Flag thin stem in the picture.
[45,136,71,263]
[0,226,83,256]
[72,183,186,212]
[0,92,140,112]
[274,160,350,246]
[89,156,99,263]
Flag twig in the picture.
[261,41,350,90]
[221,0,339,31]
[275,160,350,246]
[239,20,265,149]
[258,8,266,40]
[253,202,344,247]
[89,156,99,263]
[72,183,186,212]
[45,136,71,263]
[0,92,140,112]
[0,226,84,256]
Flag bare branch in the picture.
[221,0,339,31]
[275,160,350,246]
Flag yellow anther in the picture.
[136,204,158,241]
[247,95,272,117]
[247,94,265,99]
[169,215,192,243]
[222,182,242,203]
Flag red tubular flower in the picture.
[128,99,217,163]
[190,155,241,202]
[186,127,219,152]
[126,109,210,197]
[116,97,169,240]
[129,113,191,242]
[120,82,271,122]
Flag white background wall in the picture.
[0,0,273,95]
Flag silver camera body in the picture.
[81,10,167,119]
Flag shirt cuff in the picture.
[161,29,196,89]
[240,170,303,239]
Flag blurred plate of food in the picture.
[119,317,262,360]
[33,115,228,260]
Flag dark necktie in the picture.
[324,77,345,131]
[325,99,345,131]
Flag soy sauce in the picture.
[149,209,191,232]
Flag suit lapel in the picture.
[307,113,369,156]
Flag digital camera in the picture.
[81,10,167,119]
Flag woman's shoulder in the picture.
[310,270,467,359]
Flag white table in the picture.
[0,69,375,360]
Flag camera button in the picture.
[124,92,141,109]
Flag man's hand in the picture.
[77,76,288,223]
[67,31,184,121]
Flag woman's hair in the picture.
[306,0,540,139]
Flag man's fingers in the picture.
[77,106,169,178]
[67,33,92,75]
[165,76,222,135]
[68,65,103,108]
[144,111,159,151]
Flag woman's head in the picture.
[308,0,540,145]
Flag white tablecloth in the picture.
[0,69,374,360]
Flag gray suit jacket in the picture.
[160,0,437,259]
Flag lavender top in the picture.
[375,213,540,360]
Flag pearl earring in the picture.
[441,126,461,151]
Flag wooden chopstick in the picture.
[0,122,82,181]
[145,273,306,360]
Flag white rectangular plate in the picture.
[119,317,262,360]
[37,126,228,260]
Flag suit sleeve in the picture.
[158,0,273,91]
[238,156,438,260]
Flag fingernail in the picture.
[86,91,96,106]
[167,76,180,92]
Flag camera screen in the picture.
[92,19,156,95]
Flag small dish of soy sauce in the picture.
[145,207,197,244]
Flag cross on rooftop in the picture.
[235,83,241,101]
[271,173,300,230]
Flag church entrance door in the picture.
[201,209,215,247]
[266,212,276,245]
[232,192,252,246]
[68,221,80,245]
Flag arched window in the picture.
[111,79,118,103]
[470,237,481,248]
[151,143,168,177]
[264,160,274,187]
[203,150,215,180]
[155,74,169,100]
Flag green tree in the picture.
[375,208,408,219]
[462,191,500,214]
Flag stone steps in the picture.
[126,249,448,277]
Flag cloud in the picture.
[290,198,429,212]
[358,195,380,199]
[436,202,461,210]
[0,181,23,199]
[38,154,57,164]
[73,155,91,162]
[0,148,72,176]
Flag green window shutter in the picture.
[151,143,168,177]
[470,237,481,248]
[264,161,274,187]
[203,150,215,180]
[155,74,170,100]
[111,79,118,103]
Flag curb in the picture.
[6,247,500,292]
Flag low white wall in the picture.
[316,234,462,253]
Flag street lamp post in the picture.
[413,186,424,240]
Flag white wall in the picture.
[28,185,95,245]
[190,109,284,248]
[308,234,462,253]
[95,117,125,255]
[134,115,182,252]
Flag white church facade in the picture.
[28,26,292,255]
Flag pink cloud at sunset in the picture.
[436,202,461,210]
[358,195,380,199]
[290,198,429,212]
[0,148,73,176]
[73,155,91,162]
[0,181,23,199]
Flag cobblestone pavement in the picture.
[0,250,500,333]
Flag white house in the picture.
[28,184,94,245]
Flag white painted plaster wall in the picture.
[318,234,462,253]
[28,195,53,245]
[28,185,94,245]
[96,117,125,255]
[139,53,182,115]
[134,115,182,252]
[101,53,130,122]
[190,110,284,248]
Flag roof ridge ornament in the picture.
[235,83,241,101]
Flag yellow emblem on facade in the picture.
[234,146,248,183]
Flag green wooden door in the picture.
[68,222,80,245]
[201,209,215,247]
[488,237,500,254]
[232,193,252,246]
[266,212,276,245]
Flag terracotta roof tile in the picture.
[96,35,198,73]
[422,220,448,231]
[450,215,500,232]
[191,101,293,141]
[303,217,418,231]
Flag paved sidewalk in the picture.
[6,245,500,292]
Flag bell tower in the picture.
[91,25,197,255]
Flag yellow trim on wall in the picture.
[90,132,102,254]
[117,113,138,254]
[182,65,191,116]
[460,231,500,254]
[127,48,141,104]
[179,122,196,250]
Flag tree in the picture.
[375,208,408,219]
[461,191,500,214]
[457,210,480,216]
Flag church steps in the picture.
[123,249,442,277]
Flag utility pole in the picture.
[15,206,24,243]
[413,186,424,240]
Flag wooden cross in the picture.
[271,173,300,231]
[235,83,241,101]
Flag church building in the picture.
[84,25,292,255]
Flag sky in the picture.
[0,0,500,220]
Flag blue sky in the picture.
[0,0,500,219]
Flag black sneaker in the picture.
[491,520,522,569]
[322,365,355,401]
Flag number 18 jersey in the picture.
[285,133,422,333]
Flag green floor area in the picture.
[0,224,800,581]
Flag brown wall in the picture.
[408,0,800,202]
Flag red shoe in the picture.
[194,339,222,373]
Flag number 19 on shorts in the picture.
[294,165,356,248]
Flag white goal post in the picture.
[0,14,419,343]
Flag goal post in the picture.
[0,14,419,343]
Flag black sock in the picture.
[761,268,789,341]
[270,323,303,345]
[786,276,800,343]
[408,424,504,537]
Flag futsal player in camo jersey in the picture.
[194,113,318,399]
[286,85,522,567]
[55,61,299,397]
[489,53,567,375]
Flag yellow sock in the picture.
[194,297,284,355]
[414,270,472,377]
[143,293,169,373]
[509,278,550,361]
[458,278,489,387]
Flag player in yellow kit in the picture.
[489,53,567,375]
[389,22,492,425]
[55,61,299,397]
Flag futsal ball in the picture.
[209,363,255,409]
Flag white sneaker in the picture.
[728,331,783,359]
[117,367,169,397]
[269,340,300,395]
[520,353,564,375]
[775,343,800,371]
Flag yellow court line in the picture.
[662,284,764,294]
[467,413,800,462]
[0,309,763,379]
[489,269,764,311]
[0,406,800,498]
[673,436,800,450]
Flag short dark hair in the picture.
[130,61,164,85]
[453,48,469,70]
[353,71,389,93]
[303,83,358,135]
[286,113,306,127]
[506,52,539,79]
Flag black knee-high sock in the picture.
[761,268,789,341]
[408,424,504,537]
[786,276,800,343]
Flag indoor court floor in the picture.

What you are asked to do:
Rewrite all the lines above, replacing every "Flag" with "Mark" and leaving the rest untouched.

Finished task:
Mark thin stem in the picture.
[45,136,71,263]
[0,226,83,256]
[72,183,186,212]
[0,92,140,112]
[274,160,350,246]
[89,156,99,263]
Mark twig in the picture.
[261,41,350,90]
[221,0,339,31]
[275,160,350,246]
[239,20,265,149]
[258,8,266,40]
[253,202,344,247]
[89,156,99,263]
[72,183,186,212]
[45,136,71,263]
[0,92,140,112]
[0,226,84,256]
Mark bare branch in the picture.
[221,0,339,31]
[275,160,350,246]
Mark yellow anther in the picture.
[136,204,158,241]
[247,95,272,117]
[247,94,265,99]
[169,215,192,243]
[222,182,242,203]
Mark red tubular flower in the picture.
[128,99,217,163]
[190,155,241,202]
[186,127,219,152]
[126,109,210,197]
[116,97,169,240]
[129,113,191,242]
[120,82,271,122]
Mark white background wall in the picture.
[0,0,273,95]
Mark silver camera body in the picture.
[81,10,167,119]
Mark shirt cuff in the picture.
[161,29,196,89]
[240,170,303,239]
Mark blurred plate of food in the picture.
[119,317,262,360]
[33,115,228,260]
Mark dark necktie in the picture.
[324,77,345,131]
[325,99,345,131]
Mark soy sauce in the picture.
[149,209,191,232]
Mark suit lapel in the picture.
[307,113,369,156]
Mark digital camera in the picture.
[81,10,167,119]
Mark woman's shoulder in the picture.
[310,270,467,359]
Mark white table in the picture.
[0,69,375,360]
Mark camera button in the picture.
[124,92,141,109]
Mark man's hand in the picture.
[77,76,288,223]
[67,31,184,121]
Mark woman's hair in the picture.
[306,0,540,139]
Mark man's fingers in the picture.
[77,106,169,178]
[67,33,92,75]
[165,76,222,135]
[68,65,103,108]
[144,111,159,151]
Mark woman's head in the picture.
[308,0,540,145]
Mark white tablecloth in the picture.
[0,69,374,360]
Mark gray suit jacket in the picture.
[160,0,437,259]
Mark lavender top in the picture.
[375,213,540,360]
Mark pearl earring in the picture.
[441,126,461,151]
Mark wooden chopstick in the picture.
[0,122,82,181]
[145,273,306,360]
Mark white rectangular plate in the picture.
[119,317,262,360]
[37,126,228,260]
Mark suit sleeve in the picture.
[158,0,273,91]
[238,156,438,260]
Mark fingernail in the picture.
[86,91,96,106]
[167,76,180,92]
Mark camera screen in the picture.
[92,19,156,95]
Mark small dish of soy sauce in the picture.
[145,207,197,244]
Mark cross on rooftop in the picture.
[235,83,241,101]
[271,173,300,230]
Mark church entrance door in the picture.
[201,209,215,247]
[266,212,276,245]
[232,192,252,246]
[68,221,80,245]
Mark arched window in the picture.
[111,79,118,103]
[470,237,481,248]
[151,143,168,177]
[264,160,274,187]
[203,150,215,180]
[155,74,169,100]
Mark green tree in the picture.
[375,208,408,219]
[462,191,500,214]
Mark stone steps in the picture.
[126,249,448,277]
Mark cloud in the picture.
[290,198,429,212]
[358,195,380,199]
[436,202,461,210]
[0,181,23,199]
[38,154,57,164]
[73,155,91,162]
[0,148,72,176]
Mark green window shutter in the picture.
[151,143,168,177]
[470,237,481,248]
[264,161,274,187]
[203,150,215,180]
[155,74,170,100]
[111,79,118,103]
Mark curb in the picture.
[6,247,500,292]
Mark low white wall in the picture.
[316,234,462,253]
Mark street lamp post in the picture.
[413,186,424,240]
Mark white wall in the picture.
[28,185,95,245]
[190,109,284,248]
[308,234,462,253]
[95,117,125,255]
[134,115,182,252]
Mark white church facade in the picture.
[28,26,292,255]
Mark pink cloud at sunset in the picture.
[436,202,461,210]
[358,195,380,199]
[290,198,429,212]
[0,148,73,176]
[73,155,91,162]
[0,181,23,199]
Mark cobblestone pavement in the picture.
[0,250,500,333]
Mark white house in the picture.
[28,184,94,245]
Mark white painted plaster wall in the picture.
[318,234,462,253]
[28,195,53,245]
[28,185,94,245]
[96,117,125,255]
[139,53,182,115]
[134,115,182,252]
[101,53,130,122]
[190,110,284,248]
Mark roof ridge ornament in the picture.
[235,83,241,101]
Mark yellow emblem on facade in the picture.
[234,146,248,183]
Mark green wooden door in the picture.
[68,222,80,245]
[201,209,215,247]
[488,237,500,254]
[232,193,252,246]
[266,212,276,245]
Mark terracotta roof tile in the picture.
[96,35,198,73]
[422,220,448,231]
[450,215,500,232]
[191,101,293,141]
[303,217,418,231]
Mark paved sidewalk in the picture.
[6,245,500,292]
Mark bell tower in the picture.
[91,25,197,255]
Mark yellow trim on wall in the picture.
[90,132,102,254]
[117,113,138,254]
[182,65,191,116]
[460,231,500,254]
[127,48,141,104]
[179,122,196,250]
Mark tree in the picture.
[375,208,408,219]
[461,191,500,214]
[457,210,480,216]
Mark church steps in the picture.
[123,249,442,277]
Mark utility pole in the picture.
[15,206,24,243]
[413,186,424,240]
Mark wooden cross in the picture.
[271,173,300,231]
[235,83,241,101]
Mark church building in the picture.
[84,25,292,255]
Mark sky in the picture.
[0,0,500,220]
Mark blue sky in the picture.
[0,0,500,219]
Mark black sneaker in the picture.
[491,520,522,569]
[322,365,355,401]
Mark number 18 jersey in the picture.
[285,133,422,333]
Mark green floor area in the picture.
[0,224,800,581]
Mark brown wall in the picture.
[408,0,800,202]
Mark red shoe in the picture.
[194,339,222,373]
Mark number 19 on shorts in the picture.
[294,165,356,248]
Mark white goal post in the picture.
[0,14,419,343]
Mark goal post in the picture.
[0,14,419,343]
Mark black sock in the picture.
[761,268,789,341]
[270,323,303,345]
[786,276,800,343]
[408,424,504,537]
Mark futsal player in camo jersey in the picture.
[194,113,318,399]
[286,85,522,567]
[55,61,299,397]
[489,53,567,375]
Mark yellow sock in the picture.
[194,297,284,355]
[414,270,472,377]
[143,293,169,373]
[509,278,550,361]
[458,278,489,387]
Mark player in yellow kit in the picture.
[489,53,567,375]
[389,22,492,425]
[55,61,299,397]
Mark futsal ball in the picture.
[209,363,255,409]
Mark white sneaker in the picture.
[728,331,783,359]
[117,367,169,397]
[269,340,300,395]
[520,353,564,375]
[775,343,800,371]
Mark yellow court line in the picture.
[662,284,764,294]
[467,413,800,462]
[0,309,763,379]
[489,269,764,311]
[0,406,800,498]
[673,436,800,450]
Mark short dark hair in the picture.
[130,61,164,85]
[453,48,469,70]
[353,71,389,93]
[303,83,358,135]
[286,113,306,127]
[506,52,539,79]
Mark black knee-high sock in the picture.
[761,268,789,341]
[408,424,504,537]
[786,276,800,343]
Mark indoor court floor in the picture.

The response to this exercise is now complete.